§ **Aufgabe A**
Prüfe anhand des Textauszugs unten, ob die Aussagen (i) bis (iii) mit ihm übereinstimmen: (i) Die EU-Innenminister treffen sich am 23. dieses Monats in Luxemburg. (ii) In als Folterlager bezeichneten Orten sollen wenige Tausende Migranten untergebracht sein. (iii) Die Verteilung von Migranten ist, was Deutschland betrifft, Ländersache. Antworte jeweils mit Ja oder Nein und zitiere die entscheidenden Worte wörtlich.

§ **Textauszug**
▬▬▬▬▬▬

Weit über eine halbe Million Migranten aus Zentralafrika sollen sich bereits in Libyen aufgestaut haben, eine verschwindend geringe Anzahl von ihnen ist in als Folterlager bezeichneten Orten untergebracht. Wenige Tausende sollen es dort sein. Dennoch muss man sich keiner Illusion hingeben, dass die sich im Rahmen der Möglichkeiten frei in Libyen bewegenden Migranten, in irgendeiner Weise etwa nach europäischen bzw. deutschen Standards versorgt sind.
Dennoch: Was haben diese überwiegend jungen Männer mit Deutschland zu tun? Zu was verpflichtet es uns? Nein, die Welt war noch nie ein Ort gerechter Verteilung. Wir können uns allenfalls darum bemühen. Welche Schuld daran Europa trifft, zurückgreifend bis in die Kolonialzeit, ist Kern vieler Debatten und als eines von vielen Schuldeingeständnissen einiger wohlstandssatter Deutscher Anlass für Nichtregierungsorganisationen, für die Kirchen und Organisationen wie die Seebrücke, der sich schon annährend einhundert Städte und Kommunen angeschlossen haben, die sich theoretisch als „Freie Städte“ zur Aufnahme von vor den Küsten Nordafrikas in Seenot geratenen Menschen bereit erklärt haben.
Allerdings ist zunächst schon die Verteilung von Migranten auf die EU ungeklärt und was Deutschland betrifft weiterhin Bundessache. Italienischen Medien wie La Repuplica zufolge bewegt sich jetzt einiges auf EU-Ebene, wenn berichtet wird, Deutschland und Frankreich hätten bereits der Aufnahme von jeweils einem Viertel der in Italien ankommenden illegalen Migranten zugestimmt. Der Zeitplan für Entscheidungen ist bereits eng gefasst: Schon heute soll ein Treffen auf Malta geplant sein für Gespräche auf höchster Ebene und am 23. dieses Monats treffen sich hochoffiziell die EU-Innenminister ebenfalls auf Malta und Anfang Oktober folgt der EU-Ministerrat in Luxemburg. Die Verwirklichung der Flucht- und Migrationspakte der UN ist demnach in vollem Gange.

▬▬▬▬▬▬

§ **Gespeicherte Datensätze**
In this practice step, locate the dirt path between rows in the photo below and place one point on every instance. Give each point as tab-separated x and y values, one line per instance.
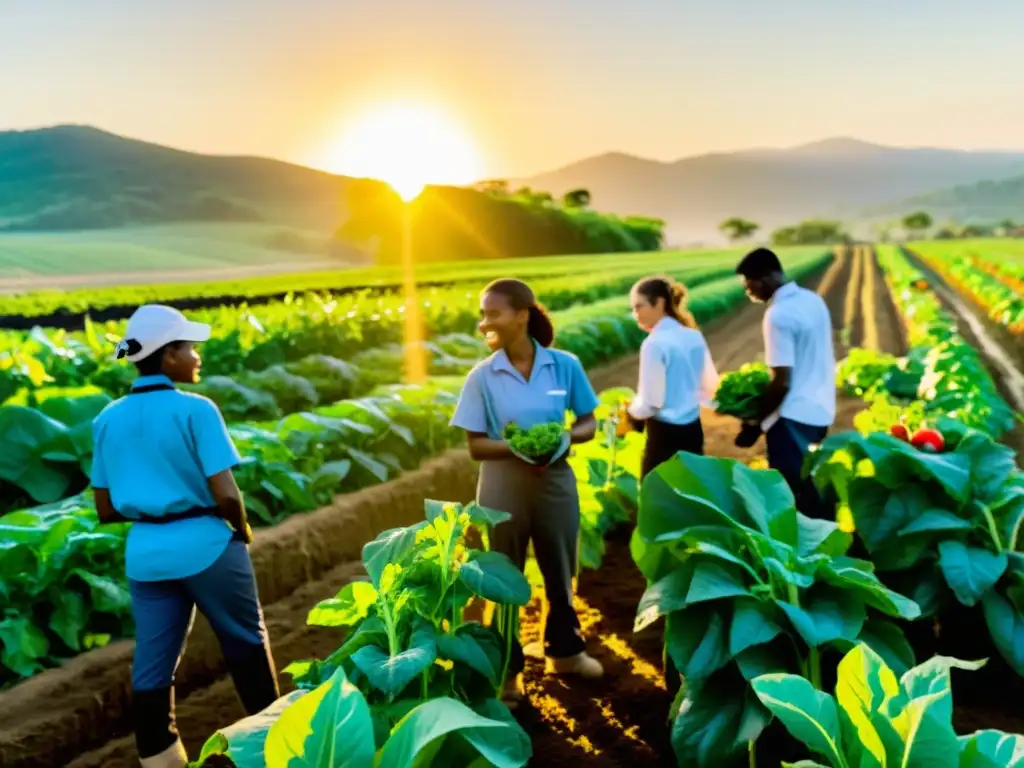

▬▬▬▬▬▬

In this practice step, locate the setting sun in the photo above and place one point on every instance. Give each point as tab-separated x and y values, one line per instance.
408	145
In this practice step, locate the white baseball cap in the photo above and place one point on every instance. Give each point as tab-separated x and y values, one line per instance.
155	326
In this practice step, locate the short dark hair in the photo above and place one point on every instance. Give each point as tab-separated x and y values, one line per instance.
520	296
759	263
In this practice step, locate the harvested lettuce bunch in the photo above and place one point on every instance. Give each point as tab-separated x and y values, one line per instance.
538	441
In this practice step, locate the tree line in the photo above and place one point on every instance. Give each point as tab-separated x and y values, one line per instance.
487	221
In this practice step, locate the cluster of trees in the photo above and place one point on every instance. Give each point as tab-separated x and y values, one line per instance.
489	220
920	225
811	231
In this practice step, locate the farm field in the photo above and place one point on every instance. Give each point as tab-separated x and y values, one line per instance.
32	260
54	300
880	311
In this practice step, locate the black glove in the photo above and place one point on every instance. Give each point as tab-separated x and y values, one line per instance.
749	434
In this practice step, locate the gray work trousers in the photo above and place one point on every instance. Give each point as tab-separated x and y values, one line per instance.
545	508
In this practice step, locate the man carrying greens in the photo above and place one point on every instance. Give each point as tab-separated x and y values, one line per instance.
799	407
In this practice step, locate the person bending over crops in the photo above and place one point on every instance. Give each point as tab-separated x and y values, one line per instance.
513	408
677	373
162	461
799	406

▬▬▬▬▬▬

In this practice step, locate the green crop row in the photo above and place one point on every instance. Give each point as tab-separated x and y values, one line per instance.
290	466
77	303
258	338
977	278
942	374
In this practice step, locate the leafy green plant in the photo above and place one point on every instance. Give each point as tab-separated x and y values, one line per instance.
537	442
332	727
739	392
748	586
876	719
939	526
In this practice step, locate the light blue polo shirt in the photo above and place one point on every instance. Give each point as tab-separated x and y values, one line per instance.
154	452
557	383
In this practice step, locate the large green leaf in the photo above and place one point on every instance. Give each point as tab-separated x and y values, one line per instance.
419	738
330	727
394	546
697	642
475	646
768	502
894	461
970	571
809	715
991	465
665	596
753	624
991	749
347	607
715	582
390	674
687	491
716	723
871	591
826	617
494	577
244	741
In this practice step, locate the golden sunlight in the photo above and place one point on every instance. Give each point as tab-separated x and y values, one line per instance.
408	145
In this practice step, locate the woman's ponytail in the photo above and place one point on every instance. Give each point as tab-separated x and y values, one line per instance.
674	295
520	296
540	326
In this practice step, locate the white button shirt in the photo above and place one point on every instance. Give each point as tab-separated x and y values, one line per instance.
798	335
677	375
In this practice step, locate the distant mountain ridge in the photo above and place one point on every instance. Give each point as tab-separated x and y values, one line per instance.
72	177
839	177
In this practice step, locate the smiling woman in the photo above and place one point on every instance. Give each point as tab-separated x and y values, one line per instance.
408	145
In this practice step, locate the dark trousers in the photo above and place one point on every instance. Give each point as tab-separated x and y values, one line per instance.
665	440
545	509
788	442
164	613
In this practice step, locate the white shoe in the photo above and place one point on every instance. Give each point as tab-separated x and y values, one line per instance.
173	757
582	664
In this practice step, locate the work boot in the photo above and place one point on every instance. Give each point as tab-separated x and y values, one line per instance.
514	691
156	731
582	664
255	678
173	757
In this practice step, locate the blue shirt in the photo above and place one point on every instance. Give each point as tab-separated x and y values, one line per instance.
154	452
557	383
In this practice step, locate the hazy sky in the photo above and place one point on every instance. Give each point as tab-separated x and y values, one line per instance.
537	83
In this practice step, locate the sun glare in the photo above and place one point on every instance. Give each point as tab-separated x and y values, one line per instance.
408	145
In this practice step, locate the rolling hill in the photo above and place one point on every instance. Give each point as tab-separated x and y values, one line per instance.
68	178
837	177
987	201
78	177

▬▬▬▬▬▬

§ **Aufgabe B**
Nenne nur die Anzahl der Zeilen in den Datensätzen, die das Wort „white“ enthalten. Groß- und Kleinschreibung ist zu beachten.

§ **Ergebnis A**
(i) Nein: „am 23. dieses Monats treffen sich hochoffiziell die EU-Innenminister ebenfalls auf Malta“
(ii) Ja: „Wenige Tausende sollen es dort sein.“
(iii) Nein: „was Deutschland betrifft weiterhin Bundessache“

§ **Ergebnis B**
3